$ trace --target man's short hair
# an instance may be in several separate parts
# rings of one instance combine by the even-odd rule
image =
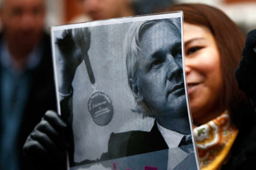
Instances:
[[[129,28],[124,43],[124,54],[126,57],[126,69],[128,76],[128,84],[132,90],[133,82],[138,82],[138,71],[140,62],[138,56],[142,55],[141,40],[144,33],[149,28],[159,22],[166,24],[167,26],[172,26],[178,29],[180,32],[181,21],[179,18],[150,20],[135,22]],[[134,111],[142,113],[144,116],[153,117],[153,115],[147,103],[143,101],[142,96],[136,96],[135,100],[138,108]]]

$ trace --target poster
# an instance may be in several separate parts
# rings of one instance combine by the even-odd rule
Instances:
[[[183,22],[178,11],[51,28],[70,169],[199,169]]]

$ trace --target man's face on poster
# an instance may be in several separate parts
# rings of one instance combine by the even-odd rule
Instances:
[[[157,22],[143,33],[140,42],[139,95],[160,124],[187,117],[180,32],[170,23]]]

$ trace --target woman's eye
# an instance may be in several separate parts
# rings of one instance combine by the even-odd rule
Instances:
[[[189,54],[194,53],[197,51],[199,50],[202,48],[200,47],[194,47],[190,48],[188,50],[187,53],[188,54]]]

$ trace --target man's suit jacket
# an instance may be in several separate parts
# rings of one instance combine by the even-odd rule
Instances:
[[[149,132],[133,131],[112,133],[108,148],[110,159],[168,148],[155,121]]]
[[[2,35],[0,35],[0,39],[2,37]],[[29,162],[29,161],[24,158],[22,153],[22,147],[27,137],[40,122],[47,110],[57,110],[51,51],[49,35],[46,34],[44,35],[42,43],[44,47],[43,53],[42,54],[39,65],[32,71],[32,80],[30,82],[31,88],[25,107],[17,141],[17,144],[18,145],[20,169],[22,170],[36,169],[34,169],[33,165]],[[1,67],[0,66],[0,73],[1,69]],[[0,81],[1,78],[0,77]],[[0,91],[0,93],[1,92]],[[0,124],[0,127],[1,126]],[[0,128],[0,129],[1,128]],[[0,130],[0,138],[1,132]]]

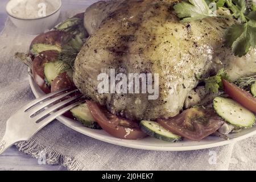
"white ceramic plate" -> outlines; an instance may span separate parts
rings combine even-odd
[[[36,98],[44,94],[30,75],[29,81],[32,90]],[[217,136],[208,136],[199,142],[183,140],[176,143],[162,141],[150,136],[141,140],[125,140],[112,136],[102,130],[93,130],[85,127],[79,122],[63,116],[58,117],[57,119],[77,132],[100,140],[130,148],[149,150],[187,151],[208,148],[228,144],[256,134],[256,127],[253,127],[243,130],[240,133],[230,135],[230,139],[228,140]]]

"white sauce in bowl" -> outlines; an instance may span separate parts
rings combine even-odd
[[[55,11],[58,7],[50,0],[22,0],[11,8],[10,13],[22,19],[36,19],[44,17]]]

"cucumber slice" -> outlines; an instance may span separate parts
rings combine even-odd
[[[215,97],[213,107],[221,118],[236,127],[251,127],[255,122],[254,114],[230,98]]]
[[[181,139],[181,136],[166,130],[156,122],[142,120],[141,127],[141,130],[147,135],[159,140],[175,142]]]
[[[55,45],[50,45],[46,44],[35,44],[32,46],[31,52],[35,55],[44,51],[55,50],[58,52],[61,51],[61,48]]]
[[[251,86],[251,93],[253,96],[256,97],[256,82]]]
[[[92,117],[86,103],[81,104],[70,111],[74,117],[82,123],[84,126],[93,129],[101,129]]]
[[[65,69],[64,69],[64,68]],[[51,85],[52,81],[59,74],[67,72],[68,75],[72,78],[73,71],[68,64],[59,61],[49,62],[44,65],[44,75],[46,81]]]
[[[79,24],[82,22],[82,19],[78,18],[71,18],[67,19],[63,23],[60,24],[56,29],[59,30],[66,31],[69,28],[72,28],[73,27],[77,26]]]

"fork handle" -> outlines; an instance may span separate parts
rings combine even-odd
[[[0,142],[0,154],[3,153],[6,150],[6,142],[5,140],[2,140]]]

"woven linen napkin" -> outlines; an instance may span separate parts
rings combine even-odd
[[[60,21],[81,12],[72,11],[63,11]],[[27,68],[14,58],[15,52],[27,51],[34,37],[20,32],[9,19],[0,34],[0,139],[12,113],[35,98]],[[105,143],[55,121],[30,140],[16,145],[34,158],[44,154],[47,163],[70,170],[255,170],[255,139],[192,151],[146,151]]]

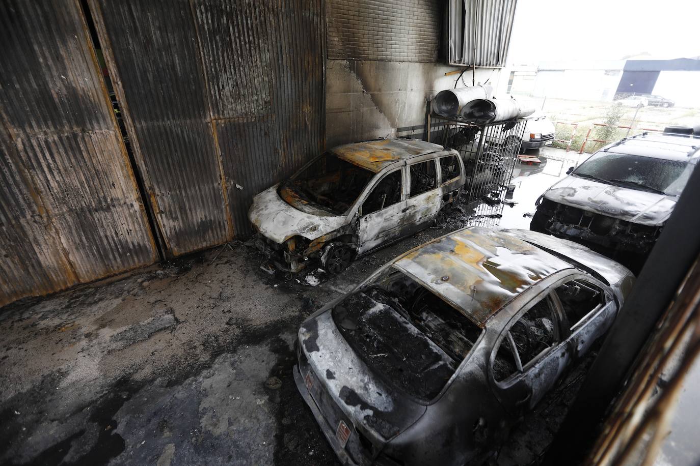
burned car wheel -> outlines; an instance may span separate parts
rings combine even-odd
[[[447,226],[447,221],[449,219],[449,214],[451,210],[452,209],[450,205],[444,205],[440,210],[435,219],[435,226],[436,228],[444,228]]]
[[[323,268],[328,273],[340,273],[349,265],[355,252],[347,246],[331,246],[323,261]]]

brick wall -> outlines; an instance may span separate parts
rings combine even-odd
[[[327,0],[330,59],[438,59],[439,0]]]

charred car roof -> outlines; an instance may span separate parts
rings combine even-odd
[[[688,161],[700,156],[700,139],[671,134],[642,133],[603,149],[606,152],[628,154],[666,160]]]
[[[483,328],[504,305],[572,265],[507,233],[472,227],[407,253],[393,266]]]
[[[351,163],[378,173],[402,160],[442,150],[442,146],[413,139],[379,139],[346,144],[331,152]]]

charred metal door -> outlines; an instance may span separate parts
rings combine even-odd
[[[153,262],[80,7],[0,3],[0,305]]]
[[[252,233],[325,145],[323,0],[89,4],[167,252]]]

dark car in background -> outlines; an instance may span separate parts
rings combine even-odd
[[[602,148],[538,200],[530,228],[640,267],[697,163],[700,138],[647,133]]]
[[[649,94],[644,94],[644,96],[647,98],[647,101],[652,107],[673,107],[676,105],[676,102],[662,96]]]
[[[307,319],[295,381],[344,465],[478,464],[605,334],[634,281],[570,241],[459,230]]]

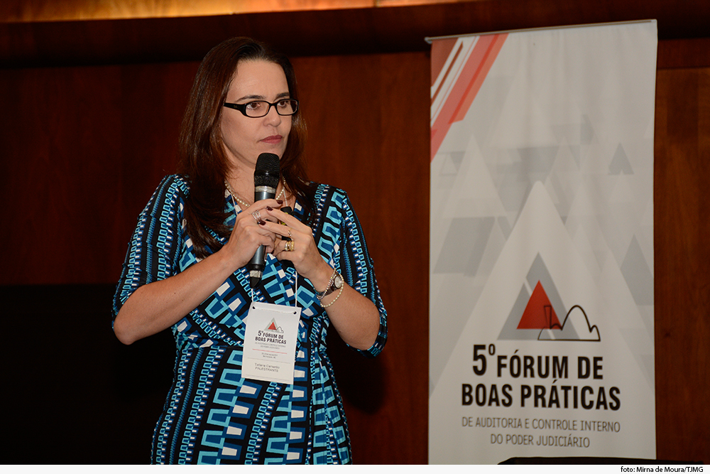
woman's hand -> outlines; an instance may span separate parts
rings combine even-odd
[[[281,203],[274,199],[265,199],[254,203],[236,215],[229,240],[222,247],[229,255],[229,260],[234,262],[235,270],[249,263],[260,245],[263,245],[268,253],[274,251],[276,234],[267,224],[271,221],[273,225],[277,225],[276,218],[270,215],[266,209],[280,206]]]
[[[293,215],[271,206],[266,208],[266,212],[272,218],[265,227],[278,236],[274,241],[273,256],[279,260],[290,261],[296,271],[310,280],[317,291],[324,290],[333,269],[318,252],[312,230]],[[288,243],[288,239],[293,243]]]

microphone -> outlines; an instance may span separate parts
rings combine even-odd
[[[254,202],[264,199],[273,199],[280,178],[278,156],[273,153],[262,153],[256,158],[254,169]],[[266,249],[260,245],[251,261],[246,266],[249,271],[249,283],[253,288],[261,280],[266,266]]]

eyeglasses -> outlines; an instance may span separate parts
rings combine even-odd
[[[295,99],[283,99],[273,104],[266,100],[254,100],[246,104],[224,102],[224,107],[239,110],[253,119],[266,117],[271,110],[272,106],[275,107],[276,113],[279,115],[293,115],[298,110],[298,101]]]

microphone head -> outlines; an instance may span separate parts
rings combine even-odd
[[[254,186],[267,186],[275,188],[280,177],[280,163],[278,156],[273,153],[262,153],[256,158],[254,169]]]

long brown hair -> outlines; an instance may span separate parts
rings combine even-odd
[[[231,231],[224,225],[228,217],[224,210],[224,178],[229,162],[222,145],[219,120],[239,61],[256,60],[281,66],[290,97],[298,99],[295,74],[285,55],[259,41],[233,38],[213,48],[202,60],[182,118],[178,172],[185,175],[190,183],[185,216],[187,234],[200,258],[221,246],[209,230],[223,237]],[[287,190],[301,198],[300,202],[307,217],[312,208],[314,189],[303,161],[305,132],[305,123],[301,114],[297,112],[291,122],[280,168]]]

═══

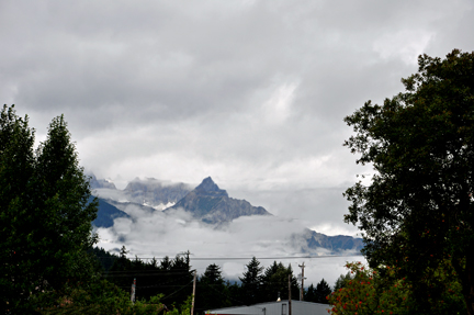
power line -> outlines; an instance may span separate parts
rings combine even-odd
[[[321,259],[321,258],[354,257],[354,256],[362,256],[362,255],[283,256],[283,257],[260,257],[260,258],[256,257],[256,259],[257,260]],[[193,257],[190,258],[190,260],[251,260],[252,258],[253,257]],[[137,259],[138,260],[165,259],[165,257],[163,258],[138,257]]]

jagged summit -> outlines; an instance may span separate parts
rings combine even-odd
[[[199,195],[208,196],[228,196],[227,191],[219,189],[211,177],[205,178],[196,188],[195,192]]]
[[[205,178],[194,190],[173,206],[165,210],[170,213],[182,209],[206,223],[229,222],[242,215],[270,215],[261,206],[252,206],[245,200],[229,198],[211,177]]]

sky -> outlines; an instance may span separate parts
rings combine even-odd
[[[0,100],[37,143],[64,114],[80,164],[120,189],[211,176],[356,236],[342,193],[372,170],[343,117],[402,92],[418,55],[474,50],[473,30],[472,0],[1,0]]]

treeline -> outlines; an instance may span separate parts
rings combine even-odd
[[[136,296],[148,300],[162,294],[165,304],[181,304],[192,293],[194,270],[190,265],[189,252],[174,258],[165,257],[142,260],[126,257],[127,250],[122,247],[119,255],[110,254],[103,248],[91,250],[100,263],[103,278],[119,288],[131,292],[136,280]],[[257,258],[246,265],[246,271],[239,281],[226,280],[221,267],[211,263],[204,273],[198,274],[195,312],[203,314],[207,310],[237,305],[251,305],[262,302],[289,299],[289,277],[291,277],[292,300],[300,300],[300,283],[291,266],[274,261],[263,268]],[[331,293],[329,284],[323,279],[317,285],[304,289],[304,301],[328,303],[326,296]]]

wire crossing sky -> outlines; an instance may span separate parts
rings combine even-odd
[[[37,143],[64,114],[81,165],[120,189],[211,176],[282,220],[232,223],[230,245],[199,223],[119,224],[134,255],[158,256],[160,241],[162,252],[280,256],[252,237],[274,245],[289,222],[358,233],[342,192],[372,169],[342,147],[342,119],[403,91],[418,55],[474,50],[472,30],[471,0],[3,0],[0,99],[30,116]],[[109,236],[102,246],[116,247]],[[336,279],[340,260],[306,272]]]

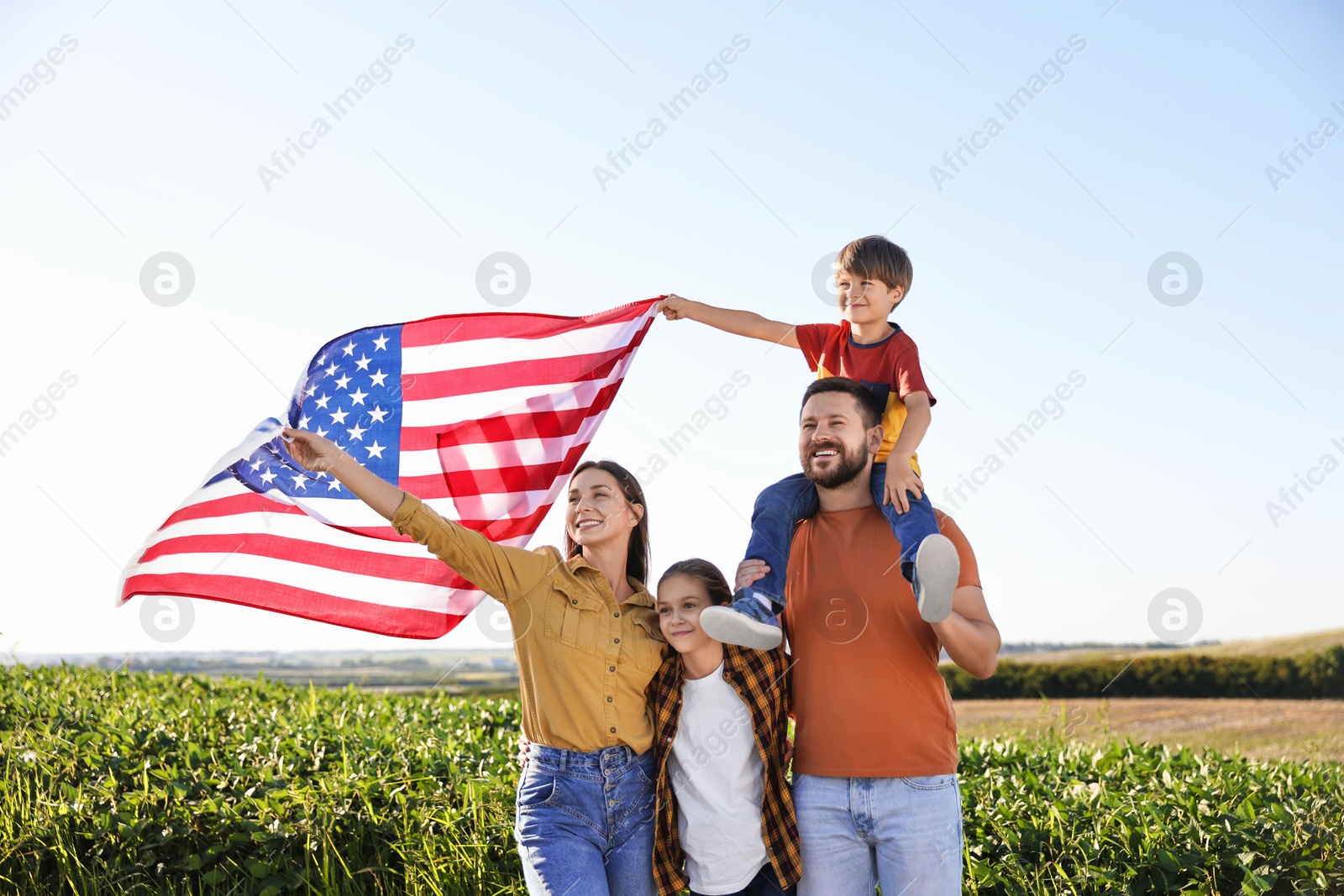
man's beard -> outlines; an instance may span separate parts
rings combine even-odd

═══

__What is asked__.
Reproduce the listing above verbatim, starting with the line containing "man's short hair" and going on through the line containing "[[[183,22],[178,11],[51,28],[70,169],[199,169]]]", with both of those lines included. Leave the pictures out of your answer.

__Result__.
$ trace --target man's short hair
# an instance may be in several separate parts
# rings of one instance combine by the even-odd rule
image =
Instances:
[[[129,28],[124,43],[124,54],[126,57],[126,69],[128,76],[128,84],[132,90],[133,82],[138,82],[138,71],[140,62],[138,56],[142,55],[141,40],[144,33],[149,28],[159,22],[166,24],[167,26],[172,26],[178,29],[180,32],[181,21],[179,18],[150,20],[135,22]],[[134,111],[142,113],[144,116],[153,117],[153,115],[147,103],[143,101],[142,96],[136,96],[135,100],[138,108]]]

$ trace --target poster
# an instance may be in several separate parts
# rings of one instance combine by the even-odd rule
Instances:
[[[183,22],[178,11],[51,28],[70,169],[199,169]]]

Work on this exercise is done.